_WORK ITEM A_
Reproduce the sound card message starting with "Sound card pain" and going on through "(no wisecracks, please)", swapping "problem" for "issue".
_WORK ITEM B_
Write a continuation of the sound card troubleshooting message, picking up after its final sentence.

_PAGE TEXT_
Sound card pain and suffering...

ME dugan at passwall.com
Tue Feb 20 11:01:25 PST 2001


On Tue, 20 Feb 2001, Loraditch, Greg wrote:
> I also have a problem with my Ensoniq 1371 sound card.  Suddenly there is a
> problem with the es1371.o file.....can't seem to recognize the card on boot
> up.
> 
> Any thoughts?  I'm currently using RH 6.0  (no wisecracks, please)

Some questions for it:
Did you recently change your kernel, and not make+install any
modules? Does your new kernel (if used) have support for the sound card
included?

Was 
# depmod -a

(Any errors?)

run after installing a new kernel and modules. (I would expect RH to do
this during every startup, but you never know.)

Have you installed any new hardware that was PnP that is not IRQ sharing
or trying to resource share IO/IRQ with yoursound card?

_SOURCE DATA_
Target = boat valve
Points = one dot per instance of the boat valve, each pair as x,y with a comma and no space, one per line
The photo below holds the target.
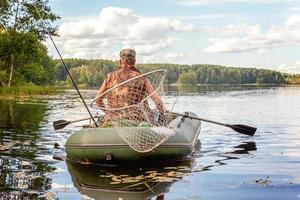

_EXERCISE RESULT A_
Sound card pain and suffering...

ME dugan at passwall.com
Tue Feb 20 11:01:25 PST 2001


On Tue, 20 Feb 2001, Loraditch, Greg wrote:
> I also have a issue with my Ensoniq 1371 sound card.  Suddenly there is a
> issue with the es1371.o file.....can't seem to recognize the card on boot
> up.
> 
> Any thoughts?  I'm currently using RH 6.0  (no wisecracks, please)

_EXERCISE RESULT B_
Usually, with Linux, once things are set up working, they continue to work
until something is changes on the system. (Ignoring the second law of
thermodymaics, and applying newtonian physics of motion to make an
obviously false statement for the long term, "A stable Linux box remains
stable until acted upon by other software, or users, while an unstable
windows box will remain unstable until acted upon by a Linux install.)

So, the better question, what things have changed between the time that
the sound card was working, and now. (Counting between reboots, so...
If the last time you booted your machine to hear the sound work, and the
next time you rebooted your machine and sound did not work, what has
changed.)

Other things to look at later with diagnostics will be your kernel bootup
message with
# dmesg |less -i
and search for "Sound" or "ess" to see what it claims during boot up.

If you have some feedback there, then you might then go to cat-ing
/proc/interrupts and /proc/io* to see if the sound card resources are
listed there.

Then if that is true, try cat-ing audio files directly to your sound card,
and see if they play. If this works, then maybe you are running esd or
something like that and the application is either using a
blocking/exclusive access to the /dev to prevent audio from playing
through.

There are many things that *could* be wrong. 

More info would be good.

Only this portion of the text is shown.